**ACTIONS TO TAKE**.
a. Using the observations on Agile, answer each question on its own line:
(i) What practice did the development team implement that turned out to be more fun?
(ii) What form did the reorganization and focus take?
(iii) What effect can a little so-so feedback have?
b. For each statement, say whether the observations on Agile support it, and quote the words that settle it:
(i) The development team had something to show at the end of each timeblock.
(ii) People on the teams regularly called users.
(iii) The teams often worked around preexisting designs.

**EXCERPT TO READ**.
::::

At my company I observed that

- Agile helped the develpment team's motivation as they worked in smaller
timeblocks, did less each timeblock, and had something to show at the end of
each timeblock.  Further, they did implement the idea of "paired
programming" which counter to their ideas before doing it, was actually more
fun and helped people bounce ideas of each other.  I think the
reorganization and focus (morning meetings) helps the dev teams cohesion.

- Agile did nothing to help design and make a product closer to the user's
needs.  The teams often drove themselves around preexisting designs we had,
and weren't too concerned about making each "sprint" verified/tested by a
user.   Basically, the Agile sentiment to "discover the product to build
along the way as you build and iterate it" pretty much did not pan out (no
matter if you think this infeasible, practically it was not viable to have
that much customer interaction).  Nobody called users or even had major
concerns about deeply understanding them, and nobody suddenly had epiphanies
with the little user feedback we did get.  In fact, a little so-so
feedback can actually be demotivating because as you know users can't
envision the final thing, and may be indifferent to something that is very
close to a major innovation but needs some quirks ironed out.

::::

**DATA RECORDS**.
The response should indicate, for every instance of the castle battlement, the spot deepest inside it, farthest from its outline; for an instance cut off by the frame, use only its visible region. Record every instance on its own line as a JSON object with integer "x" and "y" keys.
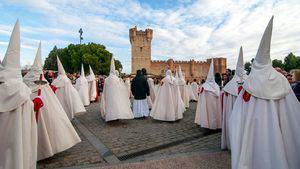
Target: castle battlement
{"x": 141, "y": 58}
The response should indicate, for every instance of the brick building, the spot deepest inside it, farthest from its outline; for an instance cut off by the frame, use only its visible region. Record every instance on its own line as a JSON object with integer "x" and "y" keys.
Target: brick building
{"x": 141, "y": 58}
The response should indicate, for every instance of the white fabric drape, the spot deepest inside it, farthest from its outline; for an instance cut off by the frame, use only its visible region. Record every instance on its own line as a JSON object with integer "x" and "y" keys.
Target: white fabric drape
{"x": 55, "y": 131}
{"x": 68, "y": 96}
{"x": 140, "y": 108}
{"x": 208, "y": 112}
{"x": 264, "y": 133}
{"x": 228, "y": 102}
{"x": 18, "y": 143}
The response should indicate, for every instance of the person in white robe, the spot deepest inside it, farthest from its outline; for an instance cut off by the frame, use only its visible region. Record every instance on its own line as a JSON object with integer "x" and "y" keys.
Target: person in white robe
{"x": 264, "y": 123}
{"x": 92, "y": 82}
{"x": 66, "y": 93}
{"x": 82, "y": 87}
{"x": 115, "y": 103}
{"x": 209, "y": 110}
{"x": 179, "y": 104}
{"x": 55, "y": 131}
{"x": 166, "y": 107}
{"x": 128, "y": 86}
{"x": 18, "y": 129}
{"x": 183, "y": 89}
{"x": 195, "y": 88}
{"x": 191, "y": 93}
{"x": 229, "y": 95}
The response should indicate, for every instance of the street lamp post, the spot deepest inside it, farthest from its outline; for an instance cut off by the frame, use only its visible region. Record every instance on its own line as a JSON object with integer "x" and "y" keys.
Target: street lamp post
{"x": 80, "y": 35}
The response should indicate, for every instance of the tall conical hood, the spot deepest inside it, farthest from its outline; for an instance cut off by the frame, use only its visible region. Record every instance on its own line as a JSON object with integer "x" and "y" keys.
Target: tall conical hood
{"x": 91, "y": 71}
{"x": 232, "y": 86}
{"x": 11, "y": 59}
{"x": 210, "y": 75}
{"x": 91, "y": 76}
{"x": 37, "y": 64}
{"x": 82, "y": 71}
{"x": 13, "y": 92}
{"x": 177, "y": 76}
{"x": 181, "y": 80}
{"x": 210, "y": 84}
{"x": 263, "y": 54}
{"x": 112, "y": 66}
{"x": 264, "y": 81}
{"x": 240, "y": 71}
{"x": 60, "y": 67}
{"x": 35, "y": 72}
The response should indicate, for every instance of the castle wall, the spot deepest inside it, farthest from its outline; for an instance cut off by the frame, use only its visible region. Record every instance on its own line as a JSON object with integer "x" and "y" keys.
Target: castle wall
{"x": 141, "y": 58}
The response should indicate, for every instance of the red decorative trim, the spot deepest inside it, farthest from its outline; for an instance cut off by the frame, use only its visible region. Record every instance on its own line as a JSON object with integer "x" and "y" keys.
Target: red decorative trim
{"x": 246, "y": 96}
{"x": 240, "y": 89}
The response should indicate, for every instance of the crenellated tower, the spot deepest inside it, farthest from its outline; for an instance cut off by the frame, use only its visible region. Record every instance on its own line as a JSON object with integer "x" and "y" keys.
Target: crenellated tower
{"x": 140, "y": 48}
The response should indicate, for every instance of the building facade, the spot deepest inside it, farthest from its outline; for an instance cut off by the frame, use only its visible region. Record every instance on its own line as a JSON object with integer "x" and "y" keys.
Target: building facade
{"x": 141, "y": 58}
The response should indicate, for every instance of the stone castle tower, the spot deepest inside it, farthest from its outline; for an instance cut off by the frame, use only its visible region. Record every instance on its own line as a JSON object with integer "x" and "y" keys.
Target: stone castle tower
{"x": 140, "y": 48}
{"x": 141, "y": 58}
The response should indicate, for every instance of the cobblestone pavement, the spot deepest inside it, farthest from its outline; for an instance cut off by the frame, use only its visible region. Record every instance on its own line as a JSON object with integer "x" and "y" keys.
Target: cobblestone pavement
{"x": 80, "y": 155}
{"x": 135, "y": 140}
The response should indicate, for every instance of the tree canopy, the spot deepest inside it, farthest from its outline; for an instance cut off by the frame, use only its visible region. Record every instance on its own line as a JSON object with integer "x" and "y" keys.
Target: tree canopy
{"x": 74, "y": 55}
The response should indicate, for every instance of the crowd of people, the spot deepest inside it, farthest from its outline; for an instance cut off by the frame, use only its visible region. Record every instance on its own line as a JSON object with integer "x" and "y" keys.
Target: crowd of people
{"x": 258, "y": 113}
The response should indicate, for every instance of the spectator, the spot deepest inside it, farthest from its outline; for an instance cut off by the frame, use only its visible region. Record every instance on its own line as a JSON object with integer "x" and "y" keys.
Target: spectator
{"x": 140, "y": 90}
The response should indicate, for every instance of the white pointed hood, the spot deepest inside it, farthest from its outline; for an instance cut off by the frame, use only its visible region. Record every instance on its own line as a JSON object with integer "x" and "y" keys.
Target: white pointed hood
{"x": 210, "y": 84}
{"x": 13, "y": 92}
{"x": 82, "y": 74}
{"x": 264, "y": 81}
{"x": 60, "y": 67}
{"x": 11, "y": 61}
{"x": 35, "y": 71}
{"x": 177, "y": 77}
{"x": 181, "y": 80}
{"x": 232, "y": 86}
{"x": 112, "y": 67}
{"x": 91, "y": 76}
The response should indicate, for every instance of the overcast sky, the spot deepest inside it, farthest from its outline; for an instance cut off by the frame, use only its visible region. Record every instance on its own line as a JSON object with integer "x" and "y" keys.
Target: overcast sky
{"x": 183, "y": 29}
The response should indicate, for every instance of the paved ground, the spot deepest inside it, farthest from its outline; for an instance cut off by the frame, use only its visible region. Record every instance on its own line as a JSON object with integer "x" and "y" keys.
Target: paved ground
{"x": 133, "y": 140}
{"x": 219, "y": 160}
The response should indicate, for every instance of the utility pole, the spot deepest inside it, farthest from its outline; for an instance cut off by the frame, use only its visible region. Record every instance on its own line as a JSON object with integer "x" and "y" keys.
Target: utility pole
{"x": 80, "y": 35}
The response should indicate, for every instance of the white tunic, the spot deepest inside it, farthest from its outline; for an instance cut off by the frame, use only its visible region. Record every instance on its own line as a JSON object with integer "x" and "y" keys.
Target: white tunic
{"x": 115, "y": 103}
{"x": 68, "y": 96}
{"x": 191, "y": 93}
{"x": 92, "y": 83}
{"x": 18, "y": 143}
{"x": 194, "y": 87}
{"x": 82, "y": 87}
{"x": 228, "y": 102}
{"x": 209, "y": 111}
{"x": 55, "y": 131}
{"x": 265, "y": 133}
{"x": 166, "y": 107}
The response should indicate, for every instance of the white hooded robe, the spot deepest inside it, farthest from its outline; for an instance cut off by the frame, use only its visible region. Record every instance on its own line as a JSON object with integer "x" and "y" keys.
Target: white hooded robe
{"x": 264, "y": 124}
{"x": 209, "y": 110}
{"x": 82, "y": 87}
{"x": 18, "y": 132}
{"x": 67, "y": 94}
{"x": 55, "y": 131}
{"x": 115, "y": 103}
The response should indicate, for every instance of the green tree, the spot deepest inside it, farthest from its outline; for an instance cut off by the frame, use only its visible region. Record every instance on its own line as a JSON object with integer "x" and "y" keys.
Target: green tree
{"x": 277, "y": 63}
{"x": 291, "y": 62}
{"x": 248, "y": 67}
{"x": 74, "y": 55}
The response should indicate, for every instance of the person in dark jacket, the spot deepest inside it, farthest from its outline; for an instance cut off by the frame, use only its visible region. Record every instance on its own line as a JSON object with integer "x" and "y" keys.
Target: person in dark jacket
{"x": 140, "y": 91}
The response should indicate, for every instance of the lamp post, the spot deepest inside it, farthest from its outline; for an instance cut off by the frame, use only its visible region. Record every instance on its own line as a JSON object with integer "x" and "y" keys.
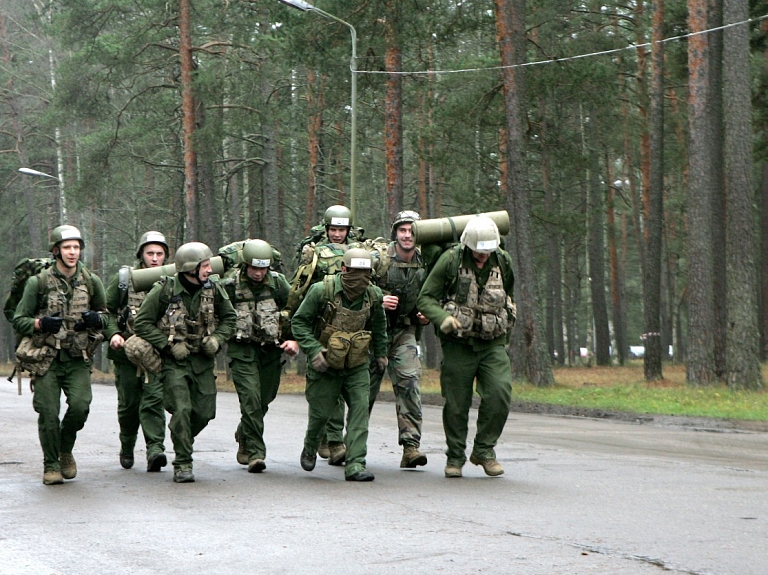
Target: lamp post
{"x": 62, "y": 202}
{"x": 307, "y": 7}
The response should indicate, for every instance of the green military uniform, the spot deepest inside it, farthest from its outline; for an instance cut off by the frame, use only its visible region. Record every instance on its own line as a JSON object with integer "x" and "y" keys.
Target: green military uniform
{"x": 47, "y": 294}
{"x": 403, "y": 279}
{"x": 471, "y": 353}
{"x": 139, "y": 399}
{"x": 254, "y": 351}
{"x": 352, "y": 384}
{"x": 189, "y": 385}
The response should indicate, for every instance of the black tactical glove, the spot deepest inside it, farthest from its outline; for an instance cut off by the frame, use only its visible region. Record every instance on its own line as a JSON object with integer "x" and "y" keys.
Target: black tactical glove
{"x": 91, "y": 320}
{"x": 50, "y": 324}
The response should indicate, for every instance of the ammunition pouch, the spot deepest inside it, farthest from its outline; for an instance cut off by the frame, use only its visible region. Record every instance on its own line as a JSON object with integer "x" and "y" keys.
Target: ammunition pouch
{"x": 34, "y": 356}
{"x": 348, "y": 350}
{"x": 143, "y": 354}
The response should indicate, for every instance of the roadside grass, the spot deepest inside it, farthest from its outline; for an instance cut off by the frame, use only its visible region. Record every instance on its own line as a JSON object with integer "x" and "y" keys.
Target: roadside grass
{"x": 617, "y": 389}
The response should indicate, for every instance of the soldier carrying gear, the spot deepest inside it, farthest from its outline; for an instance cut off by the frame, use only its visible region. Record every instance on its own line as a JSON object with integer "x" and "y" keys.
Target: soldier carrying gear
{"x": 187, "y": 317}
{"x": 259, "y": 296}
{"x": 345, "y": 312}
{"x": 136, "y": 361}
{"x": 468, "y": 296}
{"x": 60, "y": 314}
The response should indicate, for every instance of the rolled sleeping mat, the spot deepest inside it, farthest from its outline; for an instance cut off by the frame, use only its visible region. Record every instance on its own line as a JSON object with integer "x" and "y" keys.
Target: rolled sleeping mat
{"x": 441, "y": 230}
{"x": 144, "y": 279}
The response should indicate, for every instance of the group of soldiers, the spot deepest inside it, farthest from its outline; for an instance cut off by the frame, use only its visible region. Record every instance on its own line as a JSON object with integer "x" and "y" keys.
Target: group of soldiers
{"x": 355, "y": 313}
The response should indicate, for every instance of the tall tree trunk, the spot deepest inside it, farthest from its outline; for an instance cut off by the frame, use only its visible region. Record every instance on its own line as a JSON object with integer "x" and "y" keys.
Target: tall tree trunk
{"x": 510, "y": 26}
{"x": 715, "y": 19}
{"x": 743, "y": 344}
{"x": 652, "y": 273}
{"x": 393, "y": 111}
{"x": 188, "y": 122}
{"x": 700, "y": 365}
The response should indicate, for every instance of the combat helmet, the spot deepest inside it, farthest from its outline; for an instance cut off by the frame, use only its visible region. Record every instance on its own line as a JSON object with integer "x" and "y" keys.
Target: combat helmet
{"x": 358, "y": 258}
{"x": 64, "y": 233}
{"x": 338, "y": 216}
{"x": 404, "y": 217}
{"x": 257, "y": 253}
{"x": 481, "y": 235}
{"x": 190, "y": 255}
{"x": 151, "y": 238}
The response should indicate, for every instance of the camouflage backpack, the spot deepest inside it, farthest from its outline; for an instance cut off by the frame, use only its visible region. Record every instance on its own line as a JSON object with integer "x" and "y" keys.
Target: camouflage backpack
{"x": 25, "y": 269}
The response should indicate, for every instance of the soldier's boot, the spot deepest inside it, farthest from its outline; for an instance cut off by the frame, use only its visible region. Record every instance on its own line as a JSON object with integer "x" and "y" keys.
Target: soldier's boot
{"x": 337, "y": 453}
{"x": 490, "y": 465}
{"x": 183, "y": 475}
{"x": 452, "y": 471}
{"x": 126, "y": 460}
{"x": 307, "y": 460}
{"x": 68, "y": 466}
{"x": 52, "y": 477}
{"x": 323, "y": 450}
{"x": 156, "y": 462}
{"x": 412, "y": 457}
{"x": 242, "y": 449}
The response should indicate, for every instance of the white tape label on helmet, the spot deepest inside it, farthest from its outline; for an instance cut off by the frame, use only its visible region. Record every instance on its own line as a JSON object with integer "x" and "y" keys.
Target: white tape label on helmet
{"x": 487, "y": 245}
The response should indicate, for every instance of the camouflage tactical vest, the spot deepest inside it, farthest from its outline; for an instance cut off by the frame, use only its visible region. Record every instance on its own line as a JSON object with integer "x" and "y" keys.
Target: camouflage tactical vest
{"x": 176, "y": 323}
{"x": 481, "y": 314}
{"x": 258, "y": 317}
{"x": 70, "y": 307}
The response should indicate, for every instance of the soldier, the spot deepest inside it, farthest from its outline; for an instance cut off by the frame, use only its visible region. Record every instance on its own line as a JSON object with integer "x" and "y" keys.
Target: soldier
{"x": 468, "y": 295}
{"x": 187, "y": 317}
{"x": 400, "y": 283}
{"x": 258, "y": 295}
{"x": 340, "y": 319}
{"x": 139, "y": 402}
{"x": 319, "y": 260}
{"x": 60, "y": 314}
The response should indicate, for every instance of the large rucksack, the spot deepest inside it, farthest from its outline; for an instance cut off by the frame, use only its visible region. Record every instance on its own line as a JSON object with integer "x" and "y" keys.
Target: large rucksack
{"x": 25, "y": 269}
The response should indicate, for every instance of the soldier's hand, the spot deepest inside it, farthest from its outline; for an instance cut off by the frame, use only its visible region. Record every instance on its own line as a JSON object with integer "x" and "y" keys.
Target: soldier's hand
{"x": 449, "y": 325}
{"x": 180, "y": 351}
{"x": 382, "y": 363}
{"x": 318, "y": 363}
{"x": 50, "y": 324}
{"x": 91, "y": 320}
{"x": 210, "y": 345}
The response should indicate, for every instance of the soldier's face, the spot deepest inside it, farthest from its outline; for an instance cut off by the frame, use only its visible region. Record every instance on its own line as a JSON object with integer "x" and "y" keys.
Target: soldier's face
{"x": 153, "y": 256}
{"x": 405, "y": 237}
{"x": 256, "y": 274}
{"x": 69, "y": 252}
{"x": 337, "y": 234}
{"x": 204, "y": 271}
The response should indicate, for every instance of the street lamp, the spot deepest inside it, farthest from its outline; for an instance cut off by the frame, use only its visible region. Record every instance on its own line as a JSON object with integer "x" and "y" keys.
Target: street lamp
{"x": 307, "y": 7}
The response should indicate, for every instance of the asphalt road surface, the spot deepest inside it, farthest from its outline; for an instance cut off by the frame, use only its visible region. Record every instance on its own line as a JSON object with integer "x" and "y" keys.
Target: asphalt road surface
{"x": 579, "y": 496}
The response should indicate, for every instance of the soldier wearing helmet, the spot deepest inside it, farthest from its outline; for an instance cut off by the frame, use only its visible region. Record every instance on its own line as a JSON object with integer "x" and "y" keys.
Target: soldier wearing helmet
{"x": 338, "y": 323}
{"x": 468, "y": 296}
{"x": 60, "y": 315}
{"x": 319, "y": 259}
{"x": 400, "y": 284}
{"x": 187, "y": 317}
{"x": 259, "y": 296}
{"x": 139, "y": 396}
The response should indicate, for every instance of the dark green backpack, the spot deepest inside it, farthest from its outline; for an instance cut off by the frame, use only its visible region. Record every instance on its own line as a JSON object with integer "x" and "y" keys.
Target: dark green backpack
{"x": 25, "y": 269}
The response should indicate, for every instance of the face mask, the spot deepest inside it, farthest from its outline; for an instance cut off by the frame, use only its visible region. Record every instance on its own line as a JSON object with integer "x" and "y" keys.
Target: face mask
{"x": 355, "y": 282}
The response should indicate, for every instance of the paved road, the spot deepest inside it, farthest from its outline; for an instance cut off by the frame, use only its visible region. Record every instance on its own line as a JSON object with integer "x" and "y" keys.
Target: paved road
{"x": 579, "y": 496}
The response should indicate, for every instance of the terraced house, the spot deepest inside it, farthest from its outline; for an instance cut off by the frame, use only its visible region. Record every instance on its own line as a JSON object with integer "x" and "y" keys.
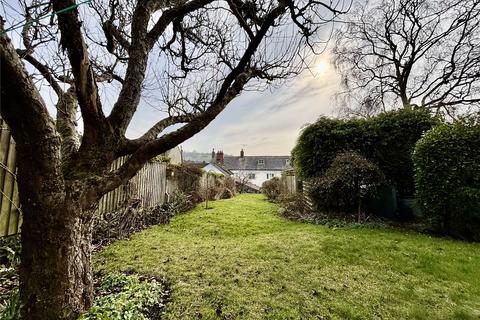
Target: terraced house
{"x": 255, "y": 169}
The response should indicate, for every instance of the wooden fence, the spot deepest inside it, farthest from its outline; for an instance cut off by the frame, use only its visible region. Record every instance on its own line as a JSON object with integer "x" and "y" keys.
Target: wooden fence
{"x": 290, "y": 183}
{"x": 306, "y": 194}
{"x": 150, "y": 186}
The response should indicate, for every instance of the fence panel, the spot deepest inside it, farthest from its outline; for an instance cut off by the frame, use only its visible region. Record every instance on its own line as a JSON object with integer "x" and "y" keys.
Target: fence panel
{"x": 306, "y": 194}
{"x": 150, "y": 185}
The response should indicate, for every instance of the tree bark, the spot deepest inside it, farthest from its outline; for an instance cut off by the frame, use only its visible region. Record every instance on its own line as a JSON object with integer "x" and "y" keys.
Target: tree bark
{"x": 55, "y": 275}
{"x": 55, "y": 271}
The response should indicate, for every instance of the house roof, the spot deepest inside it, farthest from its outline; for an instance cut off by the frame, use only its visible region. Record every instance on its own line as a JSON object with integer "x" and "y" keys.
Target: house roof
{"x": 219, "y": 168}
{"x": 255, "y": 163}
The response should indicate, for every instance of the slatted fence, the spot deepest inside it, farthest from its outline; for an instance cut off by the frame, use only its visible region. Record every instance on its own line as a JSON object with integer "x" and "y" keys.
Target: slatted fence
{"x": 150, "y": 185}
{"x": 306, "y": 195}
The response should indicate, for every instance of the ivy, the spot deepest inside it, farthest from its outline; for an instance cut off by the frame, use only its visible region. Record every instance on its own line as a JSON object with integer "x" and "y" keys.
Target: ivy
{"x": 447, "y": 172}
{"x": 387, "y": 140}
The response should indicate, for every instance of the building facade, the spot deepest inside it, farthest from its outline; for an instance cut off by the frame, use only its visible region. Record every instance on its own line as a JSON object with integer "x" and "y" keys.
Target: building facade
{"x": 252, "y": 169}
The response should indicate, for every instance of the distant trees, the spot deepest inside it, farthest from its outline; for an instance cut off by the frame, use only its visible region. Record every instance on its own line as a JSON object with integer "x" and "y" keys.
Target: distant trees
{"x": 196, "y": 55}
{"x": 410, "y": 53}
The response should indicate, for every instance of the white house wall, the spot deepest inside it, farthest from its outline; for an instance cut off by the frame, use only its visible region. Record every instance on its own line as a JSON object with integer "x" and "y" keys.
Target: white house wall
{"x": 211, "y": 168}
{"x": 260, "y": 175}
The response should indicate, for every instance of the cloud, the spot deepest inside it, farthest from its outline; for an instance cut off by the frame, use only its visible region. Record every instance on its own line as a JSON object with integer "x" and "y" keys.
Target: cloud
{"x": 269, "y": 122}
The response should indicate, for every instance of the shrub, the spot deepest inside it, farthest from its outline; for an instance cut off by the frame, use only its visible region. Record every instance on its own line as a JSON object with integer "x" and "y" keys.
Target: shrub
{"x": 293, "y": 207}
{"x": 272, "y": 188}
{"x": 447, "y": 172}
{"x": 217, "y": 187}
{"x": 121, "y": 223}
{"x": 349, "y": 179}
{"x": 387, "y": 140}
{"x": 187, "y": 177}
{"x": 9, "y": 261}
{"x": 127, "y": 297}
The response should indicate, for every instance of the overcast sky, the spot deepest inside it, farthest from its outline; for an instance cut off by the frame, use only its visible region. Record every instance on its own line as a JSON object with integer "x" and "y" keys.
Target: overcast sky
{"x": 263, "y": 123}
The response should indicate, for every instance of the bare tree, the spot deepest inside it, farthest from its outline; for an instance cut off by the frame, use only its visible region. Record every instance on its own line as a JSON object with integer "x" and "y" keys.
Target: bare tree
{"x": 188, "y": 59}
{"x": 410, "y": 52}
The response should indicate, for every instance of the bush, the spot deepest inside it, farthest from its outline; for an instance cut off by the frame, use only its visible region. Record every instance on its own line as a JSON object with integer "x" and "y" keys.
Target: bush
{"x": 215, "y": 187}
{"x": 187, "y": 177}
{"x": 121, "y": 223}
{"x": 272, "y": 188}
{"x": 128, "y": 297}
{"x": 349, "y": 179}
{"x": 9, "y": 261}
{"x": 387, "y": 140}
{"x": 293, "y": 207}
{"x": 447, "y": 172}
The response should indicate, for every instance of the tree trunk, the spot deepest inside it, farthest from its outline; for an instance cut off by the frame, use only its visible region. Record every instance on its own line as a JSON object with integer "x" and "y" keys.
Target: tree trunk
{"x": 55, "y": 273}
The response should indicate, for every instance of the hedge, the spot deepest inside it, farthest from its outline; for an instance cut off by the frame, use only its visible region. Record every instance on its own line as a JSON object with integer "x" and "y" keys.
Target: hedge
{"x": 447, "y": 172}
{"x": 387, "y": 140}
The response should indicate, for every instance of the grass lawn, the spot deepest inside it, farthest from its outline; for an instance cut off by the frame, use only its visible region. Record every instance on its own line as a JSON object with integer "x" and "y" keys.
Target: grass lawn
{"x": 239, "y": 260}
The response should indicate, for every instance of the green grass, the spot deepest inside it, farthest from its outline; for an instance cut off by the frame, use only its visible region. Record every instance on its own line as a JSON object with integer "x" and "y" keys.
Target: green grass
{"x": 239, "y": 260}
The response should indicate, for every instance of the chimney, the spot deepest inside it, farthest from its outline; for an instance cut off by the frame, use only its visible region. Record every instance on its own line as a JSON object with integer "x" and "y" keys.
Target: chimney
{"x": 219, "y": 158}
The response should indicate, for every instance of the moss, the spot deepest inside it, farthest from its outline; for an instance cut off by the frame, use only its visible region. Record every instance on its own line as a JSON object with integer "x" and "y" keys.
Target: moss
{"x": 240, "y": 260}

::::

**ANSWERS TO EACH TASK**.
a.
(i) Paired programming.
(ii) Morning meetings.
(iii) It can be demotivating.

b.
(i) Yes: "had something to show at the end of each timeblock"
(ii) No: "Nobody called users"
(iii) Yes: "The teams often drove themselves around preexisting designs we had"